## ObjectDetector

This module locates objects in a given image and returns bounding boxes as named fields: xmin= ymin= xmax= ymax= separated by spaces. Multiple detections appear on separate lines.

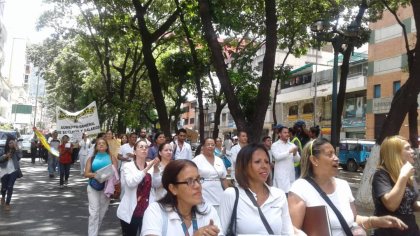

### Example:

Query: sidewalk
xmin=0 ymin=158 xmax=120 ymax=235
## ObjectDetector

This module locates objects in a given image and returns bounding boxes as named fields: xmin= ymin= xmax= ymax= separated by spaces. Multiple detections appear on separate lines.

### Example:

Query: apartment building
xmin=366 ymin=6 xmax=418 ymax=139
xmin=277 ymin=53 xmax=368 ymax=139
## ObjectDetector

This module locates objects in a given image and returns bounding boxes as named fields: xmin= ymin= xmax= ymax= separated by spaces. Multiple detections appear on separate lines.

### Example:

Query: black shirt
xmin=372 ymin=168 xmax=420 ymax=236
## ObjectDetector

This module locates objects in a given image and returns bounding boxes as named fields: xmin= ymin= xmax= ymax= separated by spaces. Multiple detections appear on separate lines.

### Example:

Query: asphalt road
xmin=0 ymin=158 xmax=120 ymax=236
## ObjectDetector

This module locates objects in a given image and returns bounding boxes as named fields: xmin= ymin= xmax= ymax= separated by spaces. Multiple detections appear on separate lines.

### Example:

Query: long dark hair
xmin=158 ymin=160 xmax=204 ymax=215
xmin=4 ymin=136 xmax=16 ymax=154
xmin=235 ymin=143 xmax=270 ymax=189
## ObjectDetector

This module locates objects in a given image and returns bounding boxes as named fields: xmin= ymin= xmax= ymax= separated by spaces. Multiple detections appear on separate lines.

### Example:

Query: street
xmin=0 ymin=158 xmax=120 ymax=236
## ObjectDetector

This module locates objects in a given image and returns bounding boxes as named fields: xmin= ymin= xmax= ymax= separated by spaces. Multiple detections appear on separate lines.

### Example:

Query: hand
xmin=290 ymin=146 xmax=298 ymax=155
xmin=145 ymin=158 xmax=159 ymax=172
xmin=371 ymin=215 xmax=408 ymax=231
xmin=399 ymin=162 xmax=415 ymax=179
xmin=153 ymin=158 xmax=160 ymax=172
xmin=194 ymin=219 xmax=219 ymax=236
xmin=127 ymin=153 xmax=134 ymax=158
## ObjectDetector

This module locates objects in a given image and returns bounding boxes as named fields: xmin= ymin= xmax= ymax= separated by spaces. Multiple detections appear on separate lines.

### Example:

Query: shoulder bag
xmin=226 ymin=187 xmax=239 ymax=236
xmin=305 ymin=177 xmax=352 ymax=236
xmin=244 ymin=189 xmax=274 ymax=235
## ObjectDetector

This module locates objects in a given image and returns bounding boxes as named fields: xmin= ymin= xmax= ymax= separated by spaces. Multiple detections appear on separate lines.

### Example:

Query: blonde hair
xmin=300 ymin=138 xmax=330 ymax=178
xmin=379 ymin=136 xmax=412 ymax=186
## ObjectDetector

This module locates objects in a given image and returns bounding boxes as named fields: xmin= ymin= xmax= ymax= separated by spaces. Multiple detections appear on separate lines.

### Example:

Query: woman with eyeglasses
xmin=193 ymin=138 xmax=229 ymax=212
xmin=117 ymin=140 xmax=160 ymax=235
xmin=220 ymin=143 xmax=295 ymax=235
xmin=141 ymin=159 xmax=222 ymax=236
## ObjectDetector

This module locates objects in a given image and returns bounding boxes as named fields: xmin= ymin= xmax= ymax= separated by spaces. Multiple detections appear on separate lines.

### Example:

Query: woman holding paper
xmin=288 ymin=138 xmax=407 ymax=236
xmin=84 ymin=138 xmax=117 ymax=236
xmin=117 ymin=140 xmax=159 ymax=235
xmin=219 ymin=143 xmax=295 ymax=235
xmin=372 ymin=136 xmax=420 ymax=236
xmin=0 ymin=137 xmax=22 ymax=211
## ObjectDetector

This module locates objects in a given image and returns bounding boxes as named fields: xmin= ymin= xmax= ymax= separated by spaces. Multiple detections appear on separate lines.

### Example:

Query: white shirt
xmin=150 ymin=164 xmax=166 ymax=203
xmin=271 ymin=139 xmax=300 ymax=192
xmin=117 ymin=161 xmax=151 ymax=223
xmin=141 ymin=202 xmax=223 ymax=236
xmin=78 ymin=139 xmax=90 ymax=157
xmin=289 ymin=178 xmax=355 ymax=236
xmin=119 ymin=143 xmax=135 ymax=161
xmin=192 ymin=154 xmax=227 ymax=207
xmin=172 ymin=141 xmax=192 ymax=160
xmin=219 ymin=186 xmax=294 ymax=235
xmin=229 ymin=144 xmax=243 ymax=180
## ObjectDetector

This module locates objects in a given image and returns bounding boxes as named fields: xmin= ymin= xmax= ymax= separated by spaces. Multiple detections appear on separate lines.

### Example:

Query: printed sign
xmin=56 ymin=101 xmax=101 ymax=137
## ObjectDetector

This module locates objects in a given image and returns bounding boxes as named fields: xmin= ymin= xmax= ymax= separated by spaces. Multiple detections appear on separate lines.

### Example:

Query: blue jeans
xmin=1 ymin=171 xmax=19 ymax=204
xmin=48 ymin=156 xmax=58 ymax=175
xmin=59 ymin=163 xmax=71 ymax=186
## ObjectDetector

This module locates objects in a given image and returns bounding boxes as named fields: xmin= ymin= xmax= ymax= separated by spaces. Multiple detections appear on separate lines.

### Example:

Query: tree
xmin=198 ymin=0 xmax=277 ymax=142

▶ [WHAT IS BEING ASKED] Exact repetition of the material above is required, with the images removed.

▶ [SOLUTION TO THIS EXERCISE]
## ObjectDetector

This module locates objects in a given image and returns bounding boxes as named fields: xmin= ymin= xmax= ymax= separated by spaces. Multiple detections appear on separate lines.


### Example:

Query: sidewalk
xmin=0 ymin=158 xmax=120 ymax=235
## ObjectDetector

This module locates objects in a given image and returns bounding boxes as named fields: xmin= ymin= xmax= ymax= separated by spaces. Multiple detections appear on separate lines.

### Example:

Query: apartment building
xmin=366 ymin=6 xmax=418 ymax=139
xmin=277 ymin=53 xmax=368 ymax=139
## ObjectDetector

This module locates objects in a given image and returns bounding boxes as named fields: xmin= ymin= xmax= ymax= separated by spaces. Multiple detections appear on separate lines.

### Example:

Query: black shirt
xmin=372 ymin=168 xmax=420 ymax=236
## ObjectDetector

This module locates objects in a given image and returns bounding boxes as named fields: xmin= ymin= xmax= ymax= separated by spaces. Multiple detections appear on separate lines.

### Example:

Query: asphalt road
xmin=0 ymin=158 xmax=120 ymax=236
## ObjectDetector

This module locates objects in a given image and returns bounding boxes as named fields: xmin= ymin= xmax= ymax= separated by spaces. Multiple detections appear on separate lines.

### Example:

Query: long dark hair
xmin=158 ymin=160 xmax=204 ymax=215
xmin=4 ymin=136 xmax=16 ymax=154
xmin=235 ymin=143 xmax=270 ymax=189
## ObjectDetector

This module locates objects in a given image and returns bounding boxes as named fields: xmin= ymin= xmax= ymax= separated by spaces. Multiple detections appear on separate lines.

### Example:

Query: street
xmin=0 ymin=158 xmax=120 ymax=236
## ObjectDetector

This module locates objects in a given image and returns bounding boxes as named fields: xmin= ymin= xmax= ymax= separated by spaces. Multiple detections appear on separate lines.

### Example:

Query: hand
xmin=290 ymin=146 xmax=298 ymax=155
xmin=145 ymin=158 xmax=159 ymax=172
xmin=371 ymin=215 xmax=408 ymax=231
xmin=399 ymin=162 xmax=415 ymax=179
xmin=153 ymin=158 xmax=160 ymax=172
xmin=194 ymin=219 xmax=219 ymax=236
xmin=127 ymin=153 xmax=134 ymax=158
## ObjectDetector

This module locates objects in a given image and returns bounding boxes as named fields: xmin= ymin= xmax= ymax= separated by spaces. Multiple detections appear on separate lines.

### Example:

Query: shoulder bag
xmin=226 ymin=187 xmax=239 ymax=236
xmin=305 ymin=177 xmax=352 ymax=236
xmin=244 ymin=189 xmax=274 ymax=235
## ObjectDetector

This module locates objects in a given image and returns bounding boxes as named fields: xmin= ymin= xmax= ymax= separated by spaces. Multiple detections appear on separate lines.

### Example:

Query: blonde hair
xmin=300 ymin=138 xmax=330 ymax=178
xmin=379 ymin=136 xmax=412 ymax=186
## ObjectDetector

This module locates objects in a given image and returns bounding boxes as named fields: xmin= ymin= xmax= ymax= separated by spaces. Multiple detections appear on separate lines.

### Example:

Query: woman with eyeglasses
xmin=193 ymin=138 xmax=229 ymax=212
xmin=117 ymin=140 xmax=160 ymax=235
xmin=220 ymin=143 xmax=295 ymax=235
xmin=141 ymin=159 xmax=222 ymax=236
## ObjectDetector

This module locates objects in a given image and returns bounding boxes as named fields: xmin= ymin= xmax= ymax= separated by spaces. Multiple detections appear on separate lines.

### Example:

Query: woman holding paper
xmin=288 ymin=138 xmax=407 ymax=236
xmin=84 ymin=138 xmax=117 ymax=236
xmin=117 ymin=140 xmax=159 ymax=235
xmin=219 ymin=143 xmax=295 ymax=235
xmin=372 ymin=136 xmax=420 ymax=236
xmin=0 ymin=137 xmax=22 ymax=211
## ObjectDetector

This module locates objects in a given image and returns bounding boxes as named fields: xmin= ymin= xmax= ymax= separated by spaces. Multiple detections appear on separate lines.

### Example:

Query: white shirt
xmin=150 ymin=164 xmax=166 ymax=203
xmin=271 ymin=139 xmax=300 ymax=192
xmin=117 ymin=161 xmax=151 ymax=223
xmin=141 ymin=202 xmax=223 ymax=236
xmin=78 ymin=139 xmax=90 ymax=157
xmin=289 ymin=178 xmax=355 ymax=236
xmin=119 ymin=143 xmax=135 ymax=161
xmin=192 ymin=154 xmax=227 ymax=207
xmin=172 ymin=141 xmax=192 ymax=160
xmin=219 ymin=186 xmax=294 ymax=235
xmin=229 ymin=144 xmax=243 ymax=180
## ObjectDetector

This module locates objects in a given image and returns bounding boxes as named fields: xmin= ymin= xmax= ymax= separated by spaces. Multiple detections appear on separate lines.

### Example:

Query: printed sign
xmin=56 ymin=101 xmax=101 ymax=137
## ObjectDetector

This module locates objects in a given image and returns bounding boxes as named fields: xmin= ymin= xmax= ymax= separated by spaces. Multiple detections appear on separate lines.

### Example:

Query: blue jeans
xmin=1 ymin=171 xmax=19 ymax=204
xmin=48 ymin=156 xmax=58 ymax=175
xmin=59 ymin=163 xmax=71 ymax=186
## ObjectDetector

This module locates objects in a given image and returns bounding boxes as named fields: xmin= ymin= xmax= ymax= separated by spaces. Multiple detections appear on separate lines.

### Example:

Query: tree
xmin=198 ymin=0 xmax=277 ymax=142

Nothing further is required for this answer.